__Exercises__.
A - Answer these questions from the article on the ammonia gas sensor, one answer per line:
(i) Which institutions developed the sensor?
(ii) Ammonia in human breath can serve as a biomarker for which kinds of disorders?
(iii) What material was deposited onto the base material to create the sensor?
B - Resume the article on the ammonia gas sensor, picking up after its final sentence.

__Study text__.

A small proof-of-concept ammonia gas sensor developed by researchers from RMIT University, the University of Melbourne and the ARC Centre of Excellence for Transformative Meta-Optical Systems (TMOS) promises to enable safer hydrogen storage and specialized medical diagnostic devices.

Because ammonia is considered one of the best methods for storing hydrogen for clean fuel, reliable and sensitive ammonia detection will be necessary to instantly identify potentially dangerous leaks during transportation of hydrogen, thereby ensuring safe operation.

Source: Seamus Daniel, RMIT

Although exposure to high levels of ammonia can reportedly be hazardous to human health, potentially leading to chronic lung conditions or organ damage, it is also found in human breath and can serve as a biomarker of diseases like kidney and liver-related disorders.

As such, the team sought to develop a sensor that can detect tiny amounts of ammonia — even on a person’s breath — thus making quick detection possible.

To create the sensor, atomically thin transparent tin dioxide was deposited onto a base material. The researchers explained that the presence of ammonia alters the electrical resistance of the tin oxide film within the sensor. In other words, the higher the concentration of ammonia, the greater the alteration in the resistance of the device. According to the developers, the sensor can easily detect ammonia — even in smaller concentrations than currently available technology.

__Entries supplied__.
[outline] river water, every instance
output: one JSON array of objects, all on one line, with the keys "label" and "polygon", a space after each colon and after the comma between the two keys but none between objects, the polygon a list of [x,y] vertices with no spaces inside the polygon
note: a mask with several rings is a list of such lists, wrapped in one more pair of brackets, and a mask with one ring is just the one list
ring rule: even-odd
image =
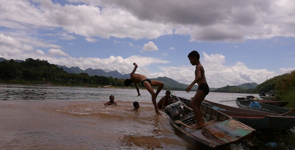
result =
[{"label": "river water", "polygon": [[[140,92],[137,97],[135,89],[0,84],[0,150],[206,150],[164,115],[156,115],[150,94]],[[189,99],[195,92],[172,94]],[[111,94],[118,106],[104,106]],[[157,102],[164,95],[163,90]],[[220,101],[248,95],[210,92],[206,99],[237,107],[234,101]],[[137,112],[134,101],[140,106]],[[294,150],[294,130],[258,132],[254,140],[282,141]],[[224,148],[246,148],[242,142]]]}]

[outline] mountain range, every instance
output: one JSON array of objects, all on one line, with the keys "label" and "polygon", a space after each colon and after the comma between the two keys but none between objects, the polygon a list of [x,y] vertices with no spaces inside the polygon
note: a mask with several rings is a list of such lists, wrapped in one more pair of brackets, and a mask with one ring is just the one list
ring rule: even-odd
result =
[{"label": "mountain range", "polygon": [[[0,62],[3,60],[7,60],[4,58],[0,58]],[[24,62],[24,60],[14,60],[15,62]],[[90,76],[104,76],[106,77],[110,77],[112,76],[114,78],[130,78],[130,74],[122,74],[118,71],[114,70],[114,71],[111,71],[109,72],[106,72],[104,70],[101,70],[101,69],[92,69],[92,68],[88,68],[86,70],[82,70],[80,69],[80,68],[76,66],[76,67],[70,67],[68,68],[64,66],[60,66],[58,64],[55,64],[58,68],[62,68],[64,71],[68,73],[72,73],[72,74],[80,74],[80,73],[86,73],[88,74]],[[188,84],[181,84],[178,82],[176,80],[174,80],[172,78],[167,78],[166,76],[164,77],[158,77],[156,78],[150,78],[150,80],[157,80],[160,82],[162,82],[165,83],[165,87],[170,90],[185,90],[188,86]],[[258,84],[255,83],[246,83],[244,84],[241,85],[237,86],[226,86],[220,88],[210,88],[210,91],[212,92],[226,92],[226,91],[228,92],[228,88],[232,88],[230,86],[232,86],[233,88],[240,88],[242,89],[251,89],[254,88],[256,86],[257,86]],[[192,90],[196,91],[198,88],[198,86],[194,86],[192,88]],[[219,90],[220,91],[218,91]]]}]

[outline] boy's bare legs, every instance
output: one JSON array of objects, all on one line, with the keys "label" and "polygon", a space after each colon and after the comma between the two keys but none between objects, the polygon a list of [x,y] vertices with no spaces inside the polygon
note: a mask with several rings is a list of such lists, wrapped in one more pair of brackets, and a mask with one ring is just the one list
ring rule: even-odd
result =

__Answers by item number__.
A -
(i) RMIT University, the University of Melbourne and the ARC Centre of Excellence for Transformative Meta-Optical Systems (TMOS)
(ii) Kidney and liver-related disorders
(iii) Atomically thin transparent tin dioxide

B -
The sensor was placed in a specially designed chamber to gauge its ability to detect ammonia gas at different concentrations — from 5 parts per million to 500 parts per million — and under different temperatures and other conditions. Further, the team also measured the sensor’s selectivity of ammonia against other gases like carbon dioxide and methane.

The researchers reported that the sensor offered a safer approach for detecting toxic gas as compared to current techniques.

"Current approaches to ammonia detection produce accurate measurements but require expensive laboratory equipment with qualified technicians, extensive sampling and preparation," the researchers explained. "This process is often time-consuming and not portable, due to the size of the equipment needed. In addition, the manufacturing of today's ammonia detectors involves expensive and complicated processes to prepare sensitive layers for sensor fabrication."

An article detailing the research, “Instant‐in‐Air Liquid Metal Printed Ultrathin Tin Oxide for High‐Performance Ammonia Sensors,” appears in the journal Advanced Functional Materials.